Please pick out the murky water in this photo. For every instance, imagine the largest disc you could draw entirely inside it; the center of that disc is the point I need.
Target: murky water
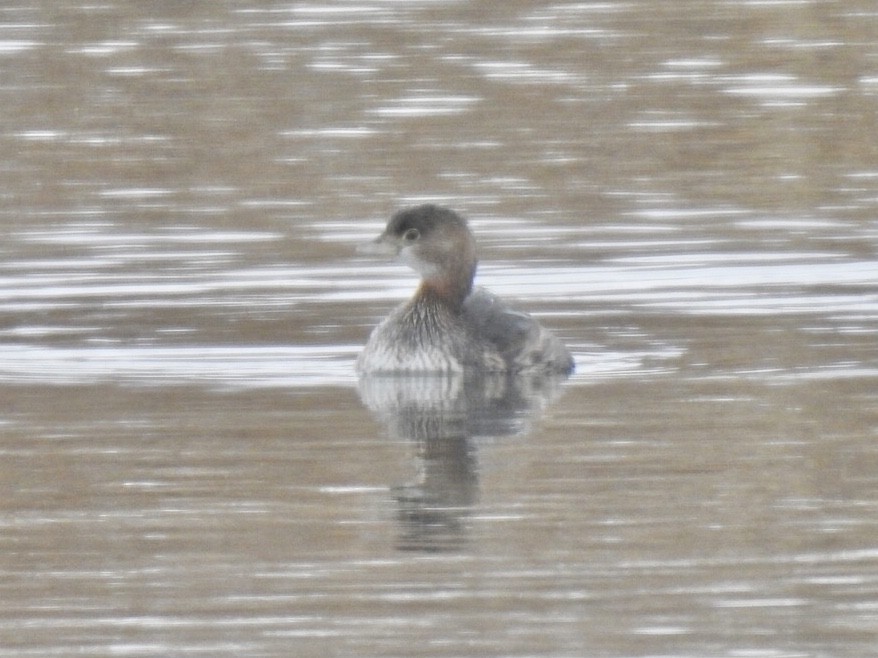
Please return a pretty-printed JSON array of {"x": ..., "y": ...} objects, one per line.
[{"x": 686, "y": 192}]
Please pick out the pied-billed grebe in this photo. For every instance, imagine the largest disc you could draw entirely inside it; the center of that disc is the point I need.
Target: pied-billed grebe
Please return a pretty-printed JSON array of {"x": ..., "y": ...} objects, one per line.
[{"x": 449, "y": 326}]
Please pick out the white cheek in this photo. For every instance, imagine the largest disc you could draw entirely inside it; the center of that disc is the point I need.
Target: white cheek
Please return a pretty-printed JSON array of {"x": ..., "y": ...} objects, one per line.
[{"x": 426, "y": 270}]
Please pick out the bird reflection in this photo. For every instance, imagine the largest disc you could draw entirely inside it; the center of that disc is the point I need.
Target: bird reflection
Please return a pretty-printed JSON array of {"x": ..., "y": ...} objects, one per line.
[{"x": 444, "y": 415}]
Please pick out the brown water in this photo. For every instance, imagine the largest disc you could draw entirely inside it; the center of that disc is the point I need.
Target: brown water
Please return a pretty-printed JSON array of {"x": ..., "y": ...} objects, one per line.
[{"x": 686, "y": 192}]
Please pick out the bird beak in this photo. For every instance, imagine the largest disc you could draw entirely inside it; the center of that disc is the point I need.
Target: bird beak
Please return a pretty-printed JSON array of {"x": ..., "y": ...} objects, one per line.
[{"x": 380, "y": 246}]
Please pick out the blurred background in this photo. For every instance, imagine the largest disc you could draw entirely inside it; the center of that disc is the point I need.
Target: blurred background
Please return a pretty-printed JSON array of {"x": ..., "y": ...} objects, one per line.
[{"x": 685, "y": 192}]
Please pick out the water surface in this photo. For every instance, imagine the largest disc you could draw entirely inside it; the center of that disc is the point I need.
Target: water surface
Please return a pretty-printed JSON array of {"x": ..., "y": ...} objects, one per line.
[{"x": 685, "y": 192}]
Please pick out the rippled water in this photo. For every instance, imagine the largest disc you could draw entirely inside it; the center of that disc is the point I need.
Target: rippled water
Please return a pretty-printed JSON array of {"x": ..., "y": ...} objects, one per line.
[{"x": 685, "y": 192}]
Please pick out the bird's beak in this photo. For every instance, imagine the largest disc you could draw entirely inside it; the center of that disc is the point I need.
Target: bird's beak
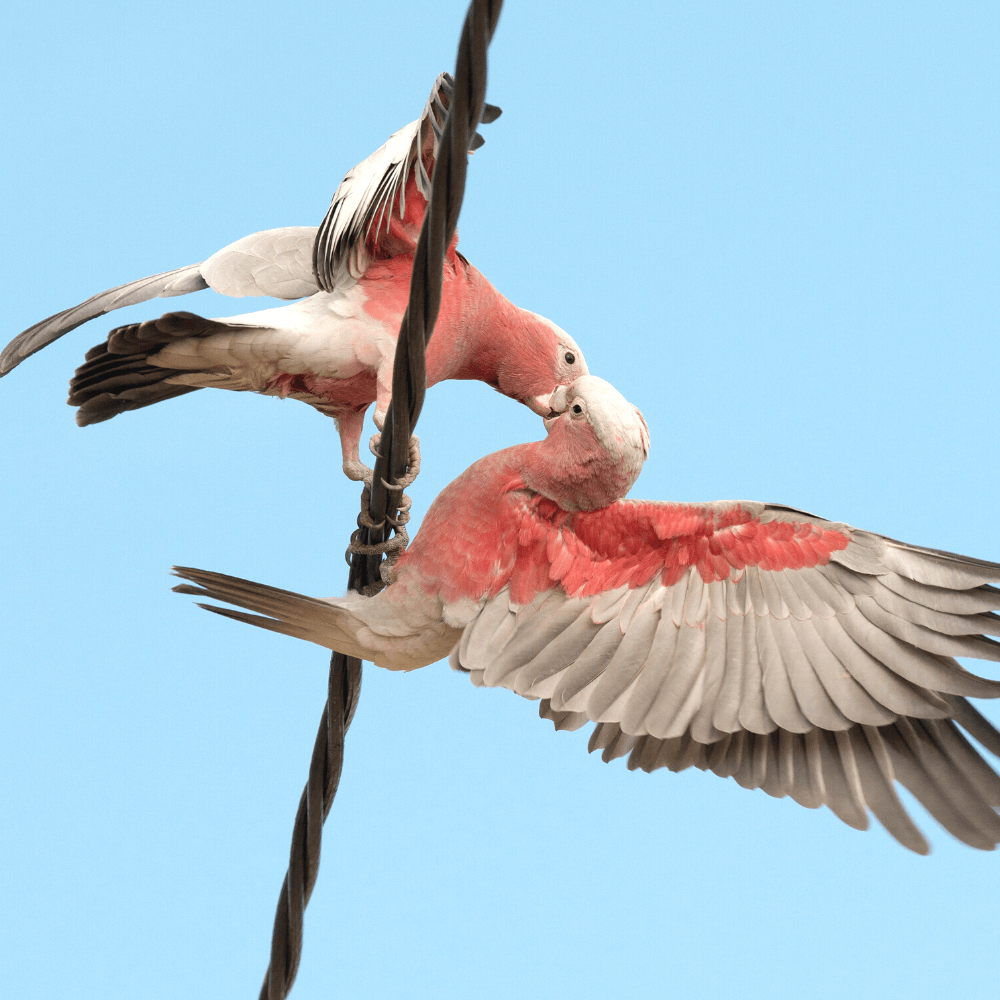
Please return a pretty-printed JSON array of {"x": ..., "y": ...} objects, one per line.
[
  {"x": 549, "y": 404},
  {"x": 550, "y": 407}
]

··········

(Instruction) In the stretch from "Please pick out the bird's" through "Target: bird's beak", swap "beak" for "bill" and give those lines again with nothing else changed.

(Solved problem)
Please pick out the bird's bill in this photo. For every instance, imagine the largest disc you could draw entirely inside it; the center of that disc is the point I need.
Target: bird's bill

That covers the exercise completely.